■ **Document excerpt**:
--------

Image Credit: Solar panel, wind turbine & globe via Shutterstock
Image Credit: Solar panel, wind turbine & globe via Shutterstock

WASHINGTON — It’s less costly to get electricity from wind turbines and solar panels than coal-fired power plants when climate change costs and other health impacts are factored in, according to a new study published in the Journal of Environmental Studies and Sciences.

In fact—using the official U.S. government estimates of health and environmental costs from burning fossil fuels—the study shows it’s cheaper to replace a typical existing coal-fired power plant with a wind turbine than to keep the old plant running. And new electricity generation from wind could be more economically efficient than natural gas.

The findings show the nation can cut carbon pollution from power plants in a cost-effective way, by replacing coal-fired generation with cleaner options like wind, solar, and natural gas.

--------

■ **Data provided**:
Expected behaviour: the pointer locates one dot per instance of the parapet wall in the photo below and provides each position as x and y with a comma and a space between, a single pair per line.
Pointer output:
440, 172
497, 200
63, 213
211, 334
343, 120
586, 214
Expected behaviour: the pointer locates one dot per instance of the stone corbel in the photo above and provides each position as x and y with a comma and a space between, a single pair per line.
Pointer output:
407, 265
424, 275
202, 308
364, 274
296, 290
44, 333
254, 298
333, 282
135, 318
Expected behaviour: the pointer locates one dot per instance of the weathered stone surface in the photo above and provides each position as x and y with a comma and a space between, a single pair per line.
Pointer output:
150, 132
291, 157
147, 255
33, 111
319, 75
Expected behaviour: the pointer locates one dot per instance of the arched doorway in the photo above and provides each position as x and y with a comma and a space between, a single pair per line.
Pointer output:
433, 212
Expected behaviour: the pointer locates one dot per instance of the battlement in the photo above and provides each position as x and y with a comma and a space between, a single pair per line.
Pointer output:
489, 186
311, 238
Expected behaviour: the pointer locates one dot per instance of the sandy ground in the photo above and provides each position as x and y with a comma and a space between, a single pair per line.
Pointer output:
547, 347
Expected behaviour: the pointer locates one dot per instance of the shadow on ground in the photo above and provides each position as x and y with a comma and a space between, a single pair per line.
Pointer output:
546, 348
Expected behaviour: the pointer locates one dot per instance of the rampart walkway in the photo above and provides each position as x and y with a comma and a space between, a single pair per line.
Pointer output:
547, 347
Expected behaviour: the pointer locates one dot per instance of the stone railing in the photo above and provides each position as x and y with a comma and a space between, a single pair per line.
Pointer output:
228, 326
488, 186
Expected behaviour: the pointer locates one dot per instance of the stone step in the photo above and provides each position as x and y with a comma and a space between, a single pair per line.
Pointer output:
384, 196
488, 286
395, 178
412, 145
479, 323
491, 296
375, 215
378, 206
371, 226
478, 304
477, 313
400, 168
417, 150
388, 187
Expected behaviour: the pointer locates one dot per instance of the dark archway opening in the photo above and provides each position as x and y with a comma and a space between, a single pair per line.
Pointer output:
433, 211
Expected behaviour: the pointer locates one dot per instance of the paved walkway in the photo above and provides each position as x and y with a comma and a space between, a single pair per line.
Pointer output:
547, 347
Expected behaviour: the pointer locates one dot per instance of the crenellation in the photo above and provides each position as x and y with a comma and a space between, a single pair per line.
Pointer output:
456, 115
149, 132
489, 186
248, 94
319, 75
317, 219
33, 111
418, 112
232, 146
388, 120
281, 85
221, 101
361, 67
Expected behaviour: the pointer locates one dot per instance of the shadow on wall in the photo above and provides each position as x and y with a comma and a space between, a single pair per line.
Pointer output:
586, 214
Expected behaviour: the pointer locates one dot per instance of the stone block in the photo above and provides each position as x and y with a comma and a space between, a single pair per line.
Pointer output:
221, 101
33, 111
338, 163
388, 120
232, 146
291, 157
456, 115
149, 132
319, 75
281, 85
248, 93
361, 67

--------

■ **Exercise directions**: Put this sentence from the text on the cost of wind and solar power into Spanish: "The findings show the nation can cut carbon pollution from power plants in a cost-effective way, by replacing coal-fired generation with cleaner options like wind, solar, and natural gas."

■ **Problem solution**: Los hallazgos muestran que el país puede reducir la contaminación por carbono de las centrales eléctricas de manera rentable, sustituyendo la generación a carbón por opciones más limpias como la eólica, la solar y el gas natural.